## The input
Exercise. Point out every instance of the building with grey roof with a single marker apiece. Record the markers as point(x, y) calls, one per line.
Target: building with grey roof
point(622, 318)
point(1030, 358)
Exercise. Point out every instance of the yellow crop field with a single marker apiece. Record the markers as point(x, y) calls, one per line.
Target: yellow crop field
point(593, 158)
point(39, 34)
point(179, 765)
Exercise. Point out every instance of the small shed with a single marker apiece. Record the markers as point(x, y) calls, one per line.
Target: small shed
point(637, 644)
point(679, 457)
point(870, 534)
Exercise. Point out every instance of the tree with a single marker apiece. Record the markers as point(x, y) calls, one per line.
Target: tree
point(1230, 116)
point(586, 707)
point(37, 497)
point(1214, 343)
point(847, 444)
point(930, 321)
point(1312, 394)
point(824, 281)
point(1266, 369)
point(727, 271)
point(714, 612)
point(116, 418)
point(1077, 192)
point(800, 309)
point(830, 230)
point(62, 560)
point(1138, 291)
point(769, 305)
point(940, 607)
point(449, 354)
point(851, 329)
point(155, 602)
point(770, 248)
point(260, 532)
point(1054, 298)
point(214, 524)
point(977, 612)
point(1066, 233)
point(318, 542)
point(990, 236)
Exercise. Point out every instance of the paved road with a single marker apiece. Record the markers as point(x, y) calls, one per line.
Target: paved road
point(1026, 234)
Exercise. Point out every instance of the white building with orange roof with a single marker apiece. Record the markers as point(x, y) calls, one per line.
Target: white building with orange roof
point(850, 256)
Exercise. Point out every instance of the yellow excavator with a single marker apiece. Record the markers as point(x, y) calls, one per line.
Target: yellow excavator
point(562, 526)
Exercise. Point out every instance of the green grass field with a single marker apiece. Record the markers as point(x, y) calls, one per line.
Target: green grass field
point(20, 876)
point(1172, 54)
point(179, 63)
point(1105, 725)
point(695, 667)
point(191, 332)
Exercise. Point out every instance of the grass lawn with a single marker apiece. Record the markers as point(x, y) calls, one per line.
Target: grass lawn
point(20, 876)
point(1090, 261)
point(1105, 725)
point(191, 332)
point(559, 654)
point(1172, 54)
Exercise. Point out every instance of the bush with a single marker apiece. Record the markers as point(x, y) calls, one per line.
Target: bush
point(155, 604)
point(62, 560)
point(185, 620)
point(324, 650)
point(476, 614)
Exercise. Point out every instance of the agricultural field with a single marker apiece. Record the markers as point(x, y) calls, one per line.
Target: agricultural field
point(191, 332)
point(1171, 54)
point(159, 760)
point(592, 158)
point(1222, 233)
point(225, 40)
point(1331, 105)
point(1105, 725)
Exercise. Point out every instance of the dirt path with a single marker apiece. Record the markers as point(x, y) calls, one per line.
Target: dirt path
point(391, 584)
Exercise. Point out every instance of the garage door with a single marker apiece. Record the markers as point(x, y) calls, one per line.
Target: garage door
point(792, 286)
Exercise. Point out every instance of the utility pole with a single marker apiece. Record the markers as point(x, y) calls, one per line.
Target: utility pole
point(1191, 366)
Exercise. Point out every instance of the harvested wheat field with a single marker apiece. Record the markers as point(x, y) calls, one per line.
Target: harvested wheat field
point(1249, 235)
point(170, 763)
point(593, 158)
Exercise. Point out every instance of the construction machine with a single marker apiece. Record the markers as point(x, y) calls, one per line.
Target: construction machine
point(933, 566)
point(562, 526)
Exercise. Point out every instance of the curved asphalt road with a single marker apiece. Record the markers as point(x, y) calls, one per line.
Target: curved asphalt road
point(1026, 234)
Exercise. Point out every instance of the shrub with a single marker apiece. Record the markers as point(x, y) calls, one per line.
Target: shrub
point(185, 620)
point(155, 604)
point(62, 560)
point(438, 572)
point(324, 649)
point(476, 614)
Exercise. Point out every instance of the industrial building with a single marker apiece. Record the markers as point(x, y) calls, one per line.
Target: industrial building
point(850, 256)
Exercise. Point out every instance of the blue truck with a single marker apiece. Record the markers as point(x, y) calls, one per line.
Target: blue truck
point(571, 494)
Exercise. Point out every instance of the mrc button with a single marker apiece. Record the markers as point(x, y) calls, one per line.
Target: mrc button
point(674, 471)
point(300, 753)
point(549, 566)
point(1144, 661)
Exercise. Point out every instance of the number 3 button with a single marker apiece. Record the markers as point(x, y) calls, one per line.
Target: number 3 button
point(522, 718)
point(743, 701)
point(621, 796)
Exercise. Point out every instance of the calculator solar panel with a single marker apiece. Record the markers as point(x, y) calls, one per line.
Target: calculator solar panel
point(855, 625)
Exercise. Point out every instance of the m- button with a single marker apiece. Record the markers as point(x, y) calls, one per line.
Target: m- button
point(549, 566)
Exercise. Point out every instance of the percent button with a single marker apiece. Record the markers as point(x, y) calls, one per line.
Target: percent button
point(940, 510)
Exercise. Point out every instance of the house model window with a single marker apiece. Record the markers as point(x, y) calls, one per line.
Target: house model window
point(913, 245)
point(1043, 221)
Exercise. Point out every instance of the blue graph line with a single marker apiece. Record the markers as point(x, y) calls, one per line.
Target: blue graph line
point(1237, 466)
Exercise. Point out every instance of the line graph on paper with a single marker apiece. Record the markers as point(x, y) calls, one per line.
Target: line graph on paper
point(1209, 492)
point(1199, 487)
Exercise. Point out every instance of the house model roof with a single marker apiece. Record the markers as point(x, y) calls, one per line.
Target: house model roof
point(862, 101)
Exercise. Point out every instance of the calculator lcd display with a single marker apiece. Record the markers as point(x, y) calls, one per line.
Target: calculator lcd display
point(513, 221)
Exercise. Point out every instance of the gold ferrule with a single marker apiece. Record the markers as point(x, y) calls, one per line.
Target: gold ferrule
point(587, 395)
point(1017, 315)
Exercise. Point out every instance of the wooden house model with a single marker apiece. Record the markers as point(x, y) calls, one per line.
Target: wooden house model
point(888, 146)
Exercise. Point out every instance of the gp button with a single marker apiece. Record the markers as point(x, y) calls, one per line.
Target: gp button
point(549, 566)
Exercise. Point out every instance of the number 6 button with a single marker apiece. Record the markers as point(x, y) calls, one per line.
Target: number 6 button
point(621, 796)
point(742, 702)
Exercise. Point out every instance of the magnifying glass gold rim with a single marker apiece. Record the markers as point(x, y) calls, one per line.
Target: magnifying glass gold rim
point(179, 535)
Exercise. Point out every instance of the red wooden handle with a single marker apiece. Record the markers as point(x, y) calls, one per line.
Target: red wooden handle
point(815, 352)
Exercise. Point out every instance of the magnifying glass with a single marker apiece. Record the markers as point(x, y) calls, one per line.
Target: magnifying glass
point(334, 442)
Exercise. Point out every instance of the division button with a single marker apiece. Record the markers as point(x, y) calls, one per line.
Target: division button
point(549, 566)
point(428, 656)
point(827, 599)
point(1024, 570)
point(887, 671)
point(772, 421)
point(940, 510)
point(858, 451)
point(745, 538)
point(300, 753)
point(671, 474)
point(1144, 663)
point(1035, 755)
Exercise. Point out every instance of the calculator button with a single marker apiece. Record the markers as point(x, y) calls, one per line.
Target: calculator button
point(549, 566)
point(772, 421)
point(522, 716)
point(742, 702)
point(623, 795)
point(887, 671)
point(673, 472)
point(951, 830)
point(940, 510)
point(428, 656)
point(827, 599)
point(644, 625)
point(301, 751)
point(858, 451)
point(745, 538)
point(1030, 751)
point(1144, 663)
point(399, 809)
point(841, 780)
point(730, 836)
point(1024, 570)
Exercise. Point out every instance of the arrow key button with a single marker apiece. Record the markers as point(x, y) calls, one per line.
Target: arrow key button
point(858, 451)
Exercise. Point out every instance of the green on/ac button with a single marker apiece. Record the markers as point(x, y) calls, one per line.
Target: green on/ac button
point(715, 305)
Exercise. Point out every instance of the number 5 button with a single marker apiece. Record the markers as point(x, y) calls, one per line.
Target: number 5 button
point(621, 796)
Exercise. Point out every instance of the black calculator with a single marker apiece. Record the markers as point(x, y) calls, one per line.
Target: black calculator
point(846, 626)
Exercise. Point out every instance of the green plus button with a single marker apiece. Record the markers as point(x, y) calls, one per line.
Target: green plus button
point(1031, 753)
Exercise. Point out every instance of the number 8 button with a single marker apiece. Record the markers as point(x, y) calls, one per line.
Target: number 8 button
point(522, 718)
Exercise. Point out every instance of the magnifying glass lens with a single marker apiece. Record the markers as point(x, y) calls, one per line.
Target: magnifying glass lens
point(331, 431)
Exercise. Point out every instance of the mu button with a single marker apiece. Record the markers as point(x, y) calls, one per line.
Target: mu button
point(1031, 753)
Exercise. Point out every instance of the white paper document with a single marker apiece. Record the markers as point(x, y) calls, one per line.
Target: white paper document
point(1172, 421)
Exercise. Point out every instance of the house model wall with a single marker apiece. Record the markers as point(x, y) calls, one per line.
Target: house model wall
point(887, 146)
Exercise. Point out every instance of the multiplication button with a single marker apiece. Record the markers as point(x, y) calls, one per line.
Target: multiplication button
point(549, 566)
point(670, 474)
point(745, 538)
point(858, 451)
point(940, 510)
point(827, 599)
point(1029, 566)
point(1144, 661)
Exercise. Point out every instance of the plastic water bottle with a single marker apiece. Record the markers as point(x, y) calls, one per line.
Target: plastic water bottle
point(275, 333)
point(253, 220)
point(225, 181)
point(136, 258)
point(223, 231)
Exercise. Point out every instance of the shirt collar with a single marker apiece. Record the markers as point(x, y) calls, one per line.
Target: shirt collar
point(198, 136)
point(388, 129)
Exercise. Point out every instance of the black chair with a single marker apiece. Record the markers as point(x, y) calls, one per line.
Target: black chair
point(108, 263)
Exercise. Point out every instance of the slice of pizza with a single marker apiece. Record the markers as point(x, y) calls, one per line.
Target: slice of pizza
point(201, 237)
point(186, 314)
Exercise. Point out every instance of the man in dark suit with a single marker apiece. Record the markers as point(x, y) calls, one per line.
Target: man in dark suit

## Exercise description
Word for word, reproduce the listing above from its start up to and including the line that has "Exercise. Point out every instance of the white building". Give only those lines.

## Expected output
Exercise. Point out every instance of the building with grey roof with a single marker apiece. Record the markers as point(x, y) calls, one per line.
Target: building with grey roof
point(622, 318)
point(1030, 358)
Exercise. Point out every instance of the yellow crop field with a single marker apiece. Record the markers as point(x, y) calls, one per line.
Target: yellow crop field
point(593, 158)
point(39, 34)
point(179, 765)
Exercise. Point out every instance of the small shed with a single marker apiece. Record the markers as point(x, y) calls, one per line.
Target: small shed
point(637, 644)
point(679, 457)
point(870, 534)
Exercise. Point out every instance of the tree with a single marker apiece. Record the markers as point(x, y) calls, one per line.
Target: tree
point(1230, 116)
point(586, 707)
point(37, 497)
point(1214, 343)
point(847, 444)
point(930, 321)
point(1312, 394)
point(824, 281)
point(1266, 369)
point(727, 271)
point(714, 612)
point(116, 418)
point(1077, 192)
point(800, 309)
point(830, 230)
point(62, 560)
point(1138, 291)
point(769, 305)
point(940, 607)
point(449, 354)
point(851, 329)
point(155, 602)
point(770, 248)
point(260, 532)
point(1054, 298)
point(214, 524)
point(977, 612)
point(1066, 233)
point(318, 542)
point(990, 236)
Exercise. Point out every instance of the paved road with a single marker apiece. Record the markers as point(x, y) calls, one per line.
Target: paved road
point(1026, 234)
Exercise. Point out every instance of the white building with orange roof with a single marker apiece. Record the markers as point(x, y) calls, one per line.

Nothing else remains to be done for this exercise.